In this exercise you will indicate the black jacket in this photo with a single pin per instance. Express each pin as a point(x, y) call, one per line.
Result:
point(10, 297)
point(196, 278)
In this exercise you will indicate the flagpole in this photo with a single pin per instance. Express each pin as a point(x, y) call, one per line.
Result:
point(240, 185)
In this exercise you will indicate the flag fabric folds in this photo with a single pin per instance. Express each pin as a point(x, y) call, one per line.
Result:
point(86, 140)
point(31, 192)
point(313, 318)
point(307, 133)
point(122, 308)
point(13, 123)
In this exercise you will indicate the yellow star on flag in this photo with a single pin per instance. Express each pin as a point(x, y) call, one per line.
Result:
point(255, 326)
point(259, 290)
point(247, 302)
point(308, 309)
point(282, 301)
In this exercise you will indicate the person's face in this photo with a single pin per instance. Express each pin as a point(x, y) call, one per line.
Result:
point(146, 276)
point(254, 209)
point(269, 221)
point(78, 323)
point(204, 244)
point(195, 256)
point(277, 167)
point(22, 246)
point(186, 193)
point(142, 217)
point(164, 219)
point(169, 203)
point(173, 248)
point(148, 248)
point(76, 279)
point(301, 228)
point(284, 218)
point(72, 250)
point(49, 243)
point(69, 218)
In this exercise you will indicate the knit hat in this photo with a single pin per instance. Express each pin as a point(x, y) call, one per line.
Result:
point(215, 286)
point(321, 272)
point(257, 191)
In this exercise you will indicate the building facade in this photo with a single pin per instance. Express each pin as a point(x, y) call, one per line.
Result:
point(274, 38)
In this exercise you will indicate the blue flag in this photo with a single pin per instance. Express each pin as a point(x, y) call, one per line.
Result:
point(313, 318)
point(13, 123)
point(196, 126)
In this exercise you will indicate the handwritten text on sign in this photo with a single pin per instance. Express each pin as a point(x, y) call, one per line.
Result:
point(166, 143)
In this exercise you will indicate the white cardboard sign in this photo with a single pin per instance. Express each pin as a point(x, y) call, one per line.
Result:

## [YOUR GOAL]
Could you retype exactly the lines from the first one of the records through the line containing "In this exercise you will indicate the flag fabric", both included, and nothing more?

## [SOLUTION TO THIS PROBLEM]
In this exercise you will indicate the black jacket in this photo with a single pin per instance. Express each pin as a point(x, y) call, one per line.
Result:
point(10, 297)
point(196, 278)
In this exercise you will indicate the flagpole in this photo with a single pin per instance. Express each pin as a point(x, y) call, one per line.
Result:
point(240, 185)
In this exercise you will indicate the flag fabric folds in this photo with a single pin per instance. Express each pin as a point(x, y) call, one per line.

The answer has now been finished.